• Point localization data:

-*-

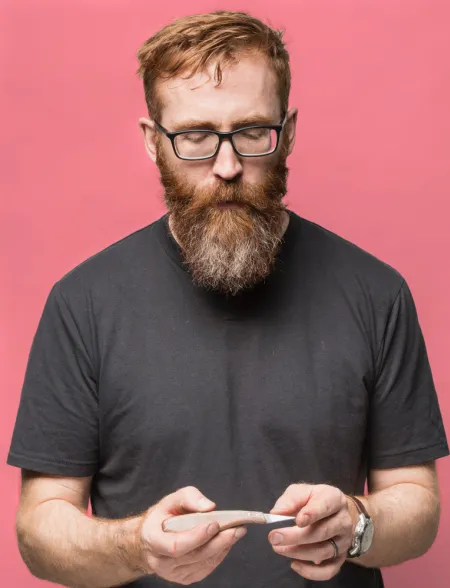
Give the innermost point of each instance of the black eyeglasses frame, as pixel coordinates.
(222, 136)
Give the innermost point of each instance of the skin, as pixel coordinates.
(60, 543)
(248, 90)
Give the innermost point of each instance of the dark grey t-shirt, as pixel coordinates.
(150, 384)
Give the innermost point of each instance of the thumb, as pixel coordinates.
(293, 499)
(188, 499)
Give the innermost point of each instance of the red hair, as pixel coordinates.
(189, 44)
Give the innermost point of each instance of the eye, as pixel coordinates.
(193, 137)
(255, 134)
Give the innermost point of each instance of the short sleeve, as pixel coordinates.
(56, 428)
(406, 426)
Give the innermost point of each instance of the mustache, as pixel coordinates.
(247, 195)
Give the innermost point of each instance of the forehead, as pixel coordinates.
(248, 87)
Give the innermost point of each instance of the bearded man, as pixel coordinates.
(230, 355)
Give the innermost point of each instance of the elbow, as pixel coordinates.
(28, 548)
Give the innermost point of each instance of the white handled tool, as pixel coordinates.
(225, 518)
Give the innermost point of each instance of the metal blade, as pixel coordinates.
(276, 518)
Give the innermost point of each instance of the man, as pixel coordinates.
(230, 355)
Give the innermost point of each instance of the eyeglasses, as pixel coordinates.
(251, 141)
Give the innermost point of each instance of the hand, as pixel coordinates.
(322, 513)
(187, 556)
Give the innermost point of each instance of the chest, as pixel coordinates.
(297, 377)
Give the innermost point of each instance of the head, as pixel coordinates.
(221, 71)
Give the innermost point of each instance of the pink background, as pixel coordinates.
(372, 83)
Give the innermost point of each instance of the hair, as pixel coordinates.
(189, 44)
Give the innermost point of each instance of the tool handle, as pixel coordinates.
(225, 518)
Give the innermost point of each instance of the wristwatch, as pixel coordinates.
(364, 531)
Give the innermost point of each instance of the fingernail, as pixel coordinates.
(204, 503)
(276, 539)
(240, 533)
(304, 521)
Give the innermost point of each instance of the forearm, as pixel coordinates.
(61, 544)
(406, 519)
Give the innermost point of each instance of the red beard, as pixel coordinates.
(232, 248)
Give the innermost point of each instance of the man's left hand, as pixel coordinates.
(322, 513)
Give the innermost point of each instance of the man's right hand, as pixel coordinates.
(183, 557)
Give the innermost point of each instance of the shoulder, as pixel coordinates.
(346, 261)
(113, 267)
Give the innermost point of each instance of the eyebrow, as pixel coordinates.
(196, 124)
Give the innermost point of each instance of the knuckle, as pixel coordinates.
(326, 532)
(173, 547)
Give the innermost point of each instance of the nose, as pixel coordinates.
(227, 164)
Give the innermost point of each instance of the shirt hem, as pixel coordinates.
(50, 467)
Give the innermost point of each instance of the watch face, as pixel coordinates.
(366, 539)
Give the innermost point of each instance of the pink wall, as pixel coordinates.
(372, 83)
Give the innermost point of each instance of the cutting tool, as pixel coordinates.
(225, 518)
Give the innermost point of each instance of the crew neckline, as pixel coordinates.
(174, 250)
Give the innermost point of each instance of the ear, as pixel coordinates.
(147, 127)
(290, 128)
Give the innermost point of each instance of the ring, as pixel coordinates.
(336, 550)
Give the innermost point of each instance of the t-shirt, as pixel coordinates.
(149, 383)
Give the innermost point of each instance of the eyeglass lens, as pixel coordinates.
(260, 141)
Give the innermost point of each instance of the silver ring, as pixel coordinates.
(336, 550)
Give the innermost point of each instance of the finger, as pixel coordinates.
(293, 499)
(223, 541)
(314, 552)
(320, 531)
(197, 571)
(324, 502)
(175, 544)
(326, 571)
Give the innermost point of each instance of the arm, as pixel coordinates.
(59, 542)
(405, 507)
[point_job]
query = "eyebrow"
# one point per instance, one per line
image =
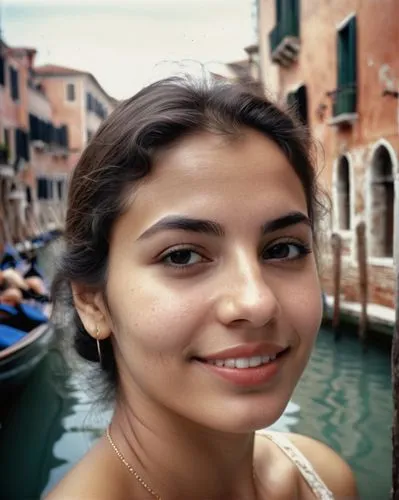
(204, 226)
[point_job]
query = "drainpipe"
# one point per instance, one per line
(395, 355)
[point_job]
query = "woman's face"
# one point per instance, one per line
(211, 276)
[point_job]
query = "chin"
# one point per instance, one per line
(252, 417)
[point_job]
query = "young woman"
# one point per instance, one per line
(190, 259)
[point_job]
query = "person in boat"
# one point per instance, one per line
(191, 263)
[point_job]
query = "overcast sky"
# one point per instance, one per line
(132, 42)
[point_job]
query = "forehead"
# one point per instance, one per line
(211, 174)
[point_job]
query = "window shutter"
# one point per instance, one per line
(341, 70)
(2, 70)
(352, 50)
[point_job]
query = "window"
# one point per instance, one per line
(284, 37)
(299, 101)
(7, 139)
(2, 71)
(14, 84)
(42, 188)
(21, 144)
(89, 102)
(343, 194)
(382, 203)
(70, 92)
(345, 99)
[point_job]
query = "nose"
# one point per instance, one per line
(247, 297)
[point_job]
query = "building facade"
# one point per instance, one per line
(336, 63)
(47, 116)
(78, 100)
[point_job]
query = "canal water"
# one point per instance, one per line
(344, 399)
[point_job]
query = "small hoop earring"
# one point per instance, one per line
(100, 358)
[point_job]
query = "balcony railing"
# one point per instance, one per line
(284, 38)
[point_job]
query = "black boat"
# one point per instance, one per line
(19, 360)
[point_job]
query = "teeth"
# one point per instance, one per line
(241, 363)
(255, 361)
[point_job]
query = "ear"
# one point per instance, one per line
(92, 311)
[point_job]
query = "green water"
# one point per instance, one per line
(344, 399)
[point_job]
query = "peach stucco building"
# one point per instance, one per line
(337, 64)
(47, 116)
(78, 100)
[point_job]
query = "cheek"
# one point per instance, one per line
(306, 310)
(152, 317)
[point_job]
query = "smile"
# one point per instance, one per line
(246, 371)
(242, 363)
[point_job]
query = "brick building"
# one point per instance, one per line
(78, 100)
(47, 115)
(337, 63)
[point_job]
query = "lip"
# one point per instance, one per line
(247, 377)
(246, 351)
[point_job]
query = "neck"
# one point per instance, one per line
(179, 459)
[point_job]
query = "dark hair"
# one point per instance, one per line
(123, 151)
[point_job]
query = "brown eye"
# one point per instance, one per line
(182, 258)
(285, 251)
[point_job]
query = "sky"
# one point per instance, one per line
(126, 44)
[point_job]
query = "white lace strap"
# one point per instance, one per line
(315, 482)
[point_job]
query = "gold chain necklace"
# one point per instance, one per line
(130, 468)
(135, 473)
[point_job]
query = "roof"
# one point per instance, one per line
(49, 70)
(55, 70)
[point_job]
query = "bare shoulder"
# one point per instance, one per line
(332, 469)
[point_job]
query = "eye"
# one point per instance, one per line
(286, 251)
(182, 258)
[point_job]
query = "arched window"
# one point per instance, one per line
(382, 203)
(343, 194)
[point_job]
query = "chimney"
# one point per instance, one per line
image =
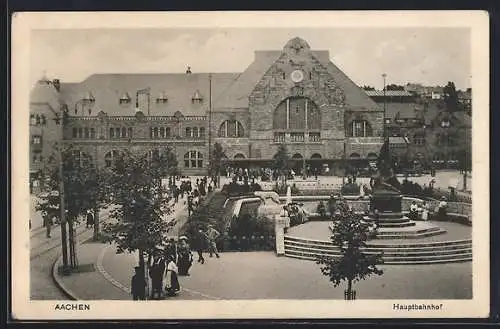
(57, 84)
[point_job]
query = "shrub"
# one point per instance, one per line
(350, 189)
(321, 209)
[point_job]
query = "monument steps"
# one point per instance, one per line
(401, 262)
(395, 252)
(385, 246)
(411, 235)
(415, 253)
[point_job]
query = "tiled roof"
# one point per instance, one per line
(45, 92)
(179, 89)
(388, 93)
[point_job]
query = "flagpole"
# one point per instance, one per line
(210, 124)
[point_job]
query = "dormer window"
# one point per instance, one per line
(125, 99)
(445, 123)
(89, 97)
(197, 99)
(162, 98)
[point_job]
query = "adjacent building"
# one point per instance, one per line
(296, 96)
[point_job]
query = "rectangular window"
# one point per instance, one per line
(279, 137)
(314, 137)
(297, 137)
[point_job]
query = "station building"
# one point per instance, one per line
(295, 96)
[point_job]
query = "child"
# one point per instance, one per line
(171, 280)
(138, 285)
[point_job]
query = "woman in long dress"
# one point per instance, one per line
(425, 211)
(171, 280)
(185, 257)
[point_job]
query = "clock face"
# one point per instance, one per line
(297, 76)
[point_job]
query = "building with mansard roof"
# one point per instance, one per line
(295, 96)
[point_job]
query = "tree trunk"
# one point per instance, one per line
(96, 223)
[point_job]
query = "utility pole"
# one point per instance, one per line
(64, 241)
(96, 206)
(210, 165)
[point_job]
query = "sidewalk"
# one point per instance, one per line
(90, 281)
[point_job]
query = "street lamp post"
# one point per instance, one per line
(210, 124)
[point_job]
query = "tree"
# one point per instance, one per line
(451, 98)
(83, 189)
(216, 164)
(139, 223)
(350, 234)
(281, 160)
(394, 87)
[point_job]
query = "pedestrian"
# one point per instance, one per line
(442, 207)
(47, 222)
(413, 210)
(198, 244)
(185, 257)
(212, 235)
(425, 211)
(171, 280)
(138, 285)
(156, 271)
(90, 219)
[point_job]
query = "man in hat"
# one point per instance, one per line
(198, 244)
(156, 273)
(90, 219)
(138, 285)
(212, 235)
(185, 258)
(442, 207)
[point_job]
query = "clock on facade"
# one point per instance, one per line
(297, 76)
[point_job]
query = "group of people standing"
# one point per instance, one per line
(170, 261)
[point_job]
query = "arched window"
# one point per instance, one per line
(297, 113)
(316, 156)
(193, 159)
(111, 157)
(231, 129)
(359, 128)
(81, 159)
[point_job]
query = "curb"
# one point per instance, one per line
(57, 277)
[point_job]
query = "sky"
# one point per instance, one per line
(431, 56)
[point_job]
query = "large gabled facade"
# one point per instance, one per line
(295, 96)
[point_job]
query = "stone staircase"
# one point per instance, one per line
(407, 253)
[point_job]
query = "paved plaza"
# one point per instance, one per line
(262, 275)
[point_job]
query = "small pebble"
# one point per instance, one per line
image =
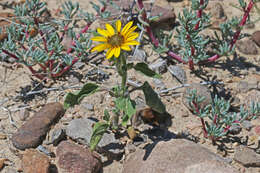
(247, 125)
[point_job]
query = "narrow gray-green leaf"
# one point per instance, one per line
(152, 99)
(143, 68)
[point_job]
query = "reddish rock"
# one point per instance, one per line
(247, 47)
(166, 15)
(35, 162)
(74, 158)
(176, 156)
(33, 132)
(256, 37)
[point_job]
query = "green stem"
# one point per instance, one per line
(124, 73)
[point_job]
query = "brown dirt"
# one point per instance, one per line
(229, 70)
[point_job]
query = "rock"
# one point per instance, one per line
(11, 170)
(2, 163)
(202, 91)
(247, 47)
(160, 66)
(33, 132)
(74, 158)
(87, 106)
(139, 55)
(45, 151)
(24, 114)
(79, 65)
(247, 125)
(235, 129)
(246, 156)
(159, 84)
(73, 79)
(217, 11)
(97, 75)
(245, 86)
(81, 130)
(175, 156)
(178, 73)
(256, 37)
(166, 15)
(35, 162)
(56, 136)
(257, 130)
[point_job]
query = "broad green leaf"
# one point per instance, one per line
(127, 106)
(152, 99)
(72, 99)
(143, 68)
(106, 115)
(98, 131)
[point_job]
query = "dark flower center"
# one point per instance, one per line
(116, 40)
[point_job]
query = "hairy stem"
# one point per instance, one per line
(201, 119)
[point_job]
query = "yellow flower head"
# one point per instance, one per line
(115, 40)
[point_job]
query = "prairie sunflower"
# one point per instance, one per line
(115, 40)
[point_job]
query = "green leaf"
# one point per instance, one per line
(72, 99)
(98, 131)
(127, 106)
(152, 99)
(106, 115)
(143, 68)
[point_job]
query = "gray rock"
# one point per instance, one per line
(235, 129)
(245, 86)
(247, 47)
(160, 66)
(87, 106)
(77, 159)
(33, 132)
(159, 84)
(56, 136)
(175, 156)
(246, 156)
(139, 55)
(247, 125)
(81, 131)
(178, 73)
(24, 114)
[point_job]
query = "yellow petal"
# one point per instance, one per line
(110, 53)
(110, 29)
(117, 52)
(100, 47)
(126, 28)
(132, 36)
(118, 25)
(125, 47)
(133, 42)
(130, 31)
(103, 32)
(98, 38)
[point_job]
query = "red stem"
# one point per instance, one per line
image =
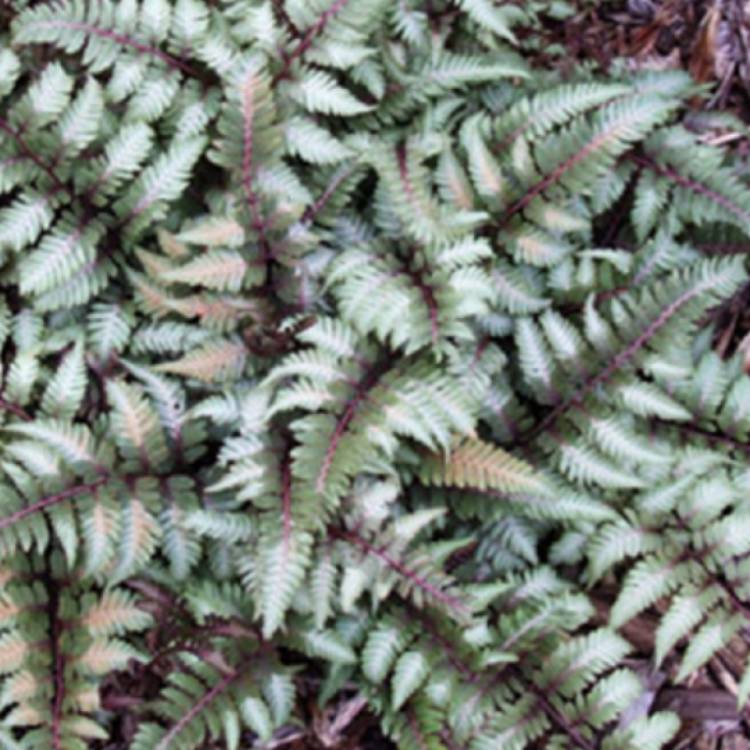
(304, 44)
(124, 40)
(46, 502)
(418, 580)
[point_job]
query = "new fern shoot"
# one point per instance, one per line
(346, 350)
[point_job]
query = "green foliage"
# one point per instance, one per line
(342, 347)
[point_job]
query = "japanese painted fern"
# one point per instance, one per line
(340, 347)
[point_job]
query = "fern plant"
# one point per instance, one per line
(344, 350)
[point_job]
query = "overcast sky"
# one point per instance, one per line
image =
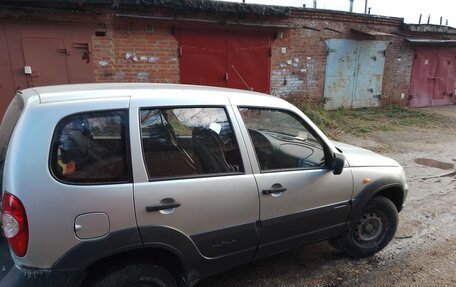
(410, 10)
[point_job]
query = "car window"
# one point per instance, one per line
(180, 142)
(91, 147)
(282, 140)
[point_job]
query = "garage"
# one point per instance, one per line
(228, 58)
(354, 73)
(433, 81)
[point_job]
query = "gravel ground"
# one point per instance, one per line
(423, 252)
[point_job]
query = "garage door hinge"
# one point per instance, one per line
(326, 99)
(330, 51)
(65, 51)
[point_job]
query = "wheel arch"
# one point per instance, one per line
(160, 255)
(393, 191)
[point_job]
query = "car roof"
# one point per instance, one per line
(71, 92)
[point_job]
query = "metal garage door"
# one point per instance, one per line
(354, 73)
(56, 54)
(233, 59)
(433, 77)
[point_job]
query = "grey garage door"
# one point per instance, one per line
(354, 73)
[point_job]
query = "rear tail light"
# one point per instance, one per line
(14, 221)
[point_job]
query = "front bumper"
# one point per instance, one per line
(39, 278)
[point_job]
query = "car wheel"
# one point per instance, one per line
(372, 231)
(138, 275)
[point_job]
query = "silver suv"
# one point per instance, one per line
(164, 185)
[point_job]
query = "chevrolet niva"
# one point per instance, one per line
(164, 185)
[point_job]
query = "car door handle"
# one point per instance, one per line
(158, 207)
(275, 188)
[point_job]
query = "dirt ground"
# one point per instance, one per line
(423, 252)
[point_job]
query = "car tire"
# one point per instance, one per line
(144, 275)
(371, 231)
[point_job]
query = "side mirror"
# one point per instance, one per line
(338, 163)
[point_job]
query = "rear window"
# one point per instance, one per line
(9, 121)
(91, 147)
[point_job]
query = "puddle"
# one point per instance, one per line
(434, 163)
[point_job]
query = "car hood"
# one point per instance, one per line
(357, 156)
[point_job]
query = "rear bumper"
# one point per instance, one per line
(40, 278)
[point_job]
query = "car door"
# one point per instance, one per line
(192, 182)
(301, 199)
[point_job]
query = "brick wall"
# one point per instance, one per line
(145, 50)
(136, 51)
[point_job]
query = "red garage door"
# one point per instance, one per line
(233, 59)
(433, 77)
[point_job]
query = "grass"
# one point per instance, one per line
(362, 122)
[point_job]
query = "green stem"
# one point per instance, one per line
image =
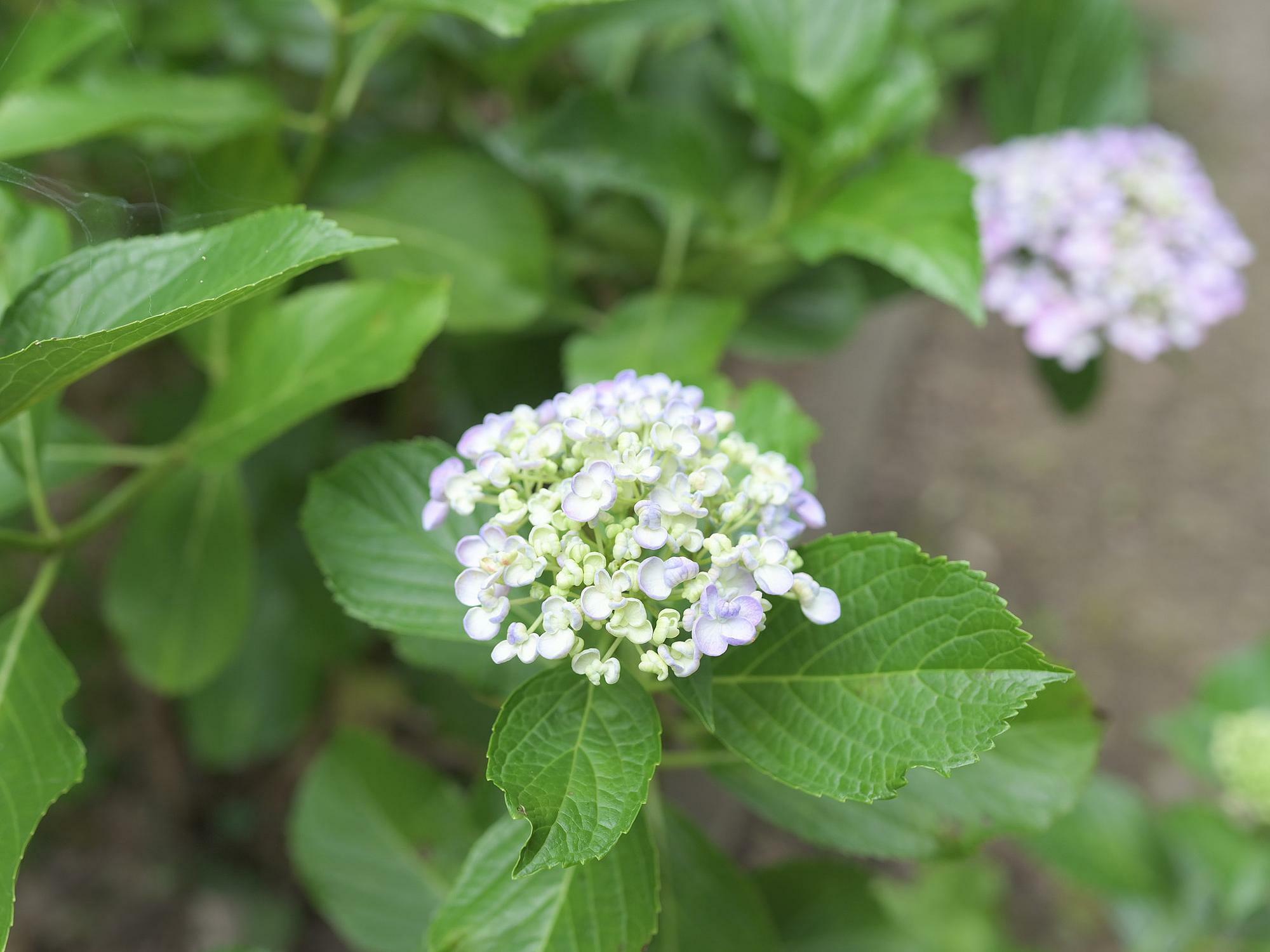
(316, 147)
(679, 233)
(35, 484)
(105, 454)
(693, 760)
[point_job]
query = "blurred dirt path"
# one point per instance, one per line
(1136, 544)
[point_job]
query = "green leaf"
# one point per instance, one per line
(683, 336)
(822, 49)
(178, 595)
(51, 39)
(705, 901)
(1073, 392)
(924, 670)
(575, 760)
(262, 701)
(194, 112)
(1034, 775)
(313, 351)
(608, 904)
(364, 524)
(106, 300)
(1235, 685)
(462, 215)
(822, 906)
(808, 317)
(509, 18)
(1107, 843)
(377, 837)
(43, 757)
(911, 216)
(596, 140)
(1066, 63)
(768, 416)
(32, 237)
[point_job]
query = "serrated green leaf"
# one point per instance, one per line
(313, 351)
(364, 524)
(769, 417)
(705, 901)
(106, 300)
(32, 237)
(1238, 684)
(924, 670)
(1034, 775)
(509, 18)
(822, 49)
(40, 757)
(178, 595)
(681, 336)
(911, 216)
(1108, 842)
(460, 215)
(377, 837)
(610, 904)
(1066, 63)
(596, 140)
(575, 760)
(808, 317)
(51, 39)
(163, 110)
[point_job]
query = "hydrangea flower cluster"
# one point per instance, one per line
(629, 508)
(1112, 237)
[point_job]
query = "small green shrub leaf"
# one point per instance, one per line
(178, 595)
(924, 670)
(575, 760)
(608, 904)
(312, 351)
(106, 300)
(911, 216)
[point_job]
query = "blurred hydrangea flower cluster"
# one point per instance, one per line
(625, 507)
(1239, 748)
(1111, 237)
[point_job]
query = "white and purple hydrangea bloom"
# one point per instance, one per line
(1112, 237)
(627, 513)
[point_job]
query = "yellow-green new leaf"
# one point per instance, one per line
(106, 300)
(40, 757)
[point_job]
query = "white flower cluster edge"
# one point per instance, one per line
(629, 508)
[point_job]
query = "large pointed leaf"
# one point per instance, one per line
(377, 837)
(1066, 63)
(182, 110)
(575, 760)
(180, 590)
(924, 670)
(312, 351)
(911, 216)
(40, 757)
(705, 901)
(364, 524)
(110, 299)
(1034, 775)
(460, 215)
(608, 906)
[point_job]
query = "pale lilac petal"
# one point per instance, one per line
(825, 609)
(774, 579)
(469, 586)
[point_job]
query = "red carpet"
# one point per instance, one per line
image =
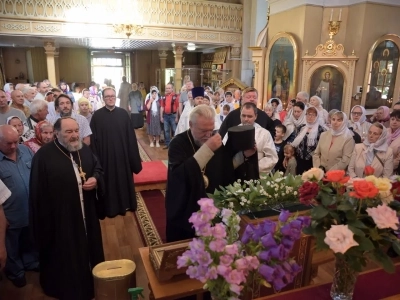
(153, 176)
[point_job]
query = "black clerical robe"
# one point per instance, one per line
(233, 119)
(67, 251)
(113, 141)
(185, 184)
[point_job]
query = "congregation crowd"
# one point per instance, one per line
(62, 143)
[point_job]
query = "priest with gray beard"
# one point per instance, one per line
(65, 206)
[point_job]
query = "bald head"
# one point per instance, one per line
(9, 139)
(17, 97)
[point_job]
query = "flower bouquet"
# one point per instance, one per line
(257, 195)
(229, 266)
(356, 219)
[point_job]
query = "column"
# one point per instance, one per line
(235, 58)
(162, 54)
(51, 52)
(258, 61)
(178, 53)
(56, 56)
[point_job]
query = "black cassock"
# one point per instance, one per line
(113, 141)
(67, 254)
(185, 184)
(233, 119)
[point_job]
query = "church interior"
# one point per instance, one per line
(346, 52)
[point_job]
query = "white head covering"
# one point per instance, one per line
(312, 135)
(343, 128)
(363, 118)
(379, 145)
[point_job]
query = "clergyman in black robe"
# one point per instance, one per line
(185, 183)
(114, 142)
(69, 243)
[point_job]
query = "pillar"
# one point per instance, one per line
(162, 54)
(258, 61)
(235, 58)
(51, 52)
(178, 53)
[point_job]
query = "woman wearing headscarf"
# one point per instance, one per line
(373, 152)
(382, 115)
(294, 121)
(44, 133)
(358, 121)
(317, 103)
(153, 118)
(394, 137)
(335, 146)
(307, 140)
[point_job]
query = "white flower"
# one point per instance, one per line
(384, 217)
(313, 173)
(340, 238)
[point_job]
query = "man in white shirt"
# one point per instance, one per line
(265, 147)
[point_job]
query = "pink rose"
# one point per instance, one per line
(340, 238)
(384, 217)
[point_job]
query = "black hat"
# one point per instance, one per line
(241, 137)
(198, 92)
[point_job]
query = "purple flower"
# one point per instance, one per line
(268, 240)
(218, 245)
(278, 252)
(226, 260)
(267, 272)
(218, 231)
(265, 255)
(268, 226)
(284, 215)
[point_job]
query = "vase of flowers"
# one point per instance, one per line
(357, 219)
(229, 266)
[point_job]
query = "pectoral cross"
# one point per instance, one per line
(82, 174)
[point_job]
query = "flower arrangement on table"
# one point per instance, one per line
(256, 195)
(357, 219)
(229, 266)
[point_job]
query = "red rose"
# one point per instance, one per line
(368, 170)
(336, 176)
(364, 189)
(308, 191)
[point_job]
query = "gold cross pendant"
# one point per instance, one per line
(82, 174)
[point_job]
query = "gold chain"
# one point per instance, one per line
(205, 178)
(81, 173)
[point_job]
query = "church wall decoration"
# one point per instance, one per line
(281, 68)
(380, 83)
(327, 82)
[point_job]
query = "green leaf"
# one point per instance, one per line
(356, 231)
(319, 212)
(364, 243)
(357, 223)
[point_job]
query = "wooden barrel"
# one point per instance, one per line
(112, 279)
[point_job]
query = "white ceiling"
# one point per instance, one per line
(94, 43)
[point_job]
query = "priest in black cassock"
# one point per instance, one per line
(114, 142)
(63, 205)
(198, 163)
(249, 94)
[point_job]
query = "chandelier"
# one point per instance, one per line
(128, 29)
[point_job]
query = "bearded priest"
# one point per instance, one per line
(65, 186)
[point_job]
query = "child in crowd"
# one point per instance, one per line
(289, 162)
(225, 111)
(280, 131)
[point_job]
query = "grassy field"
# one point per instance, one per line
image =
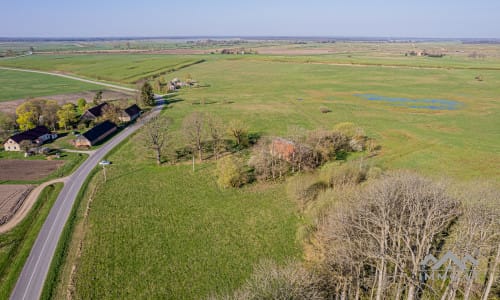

-*-

Copy every line of the entries in which "with" can be found.

query = "building with mansard roof"
query = "priest with gray beard"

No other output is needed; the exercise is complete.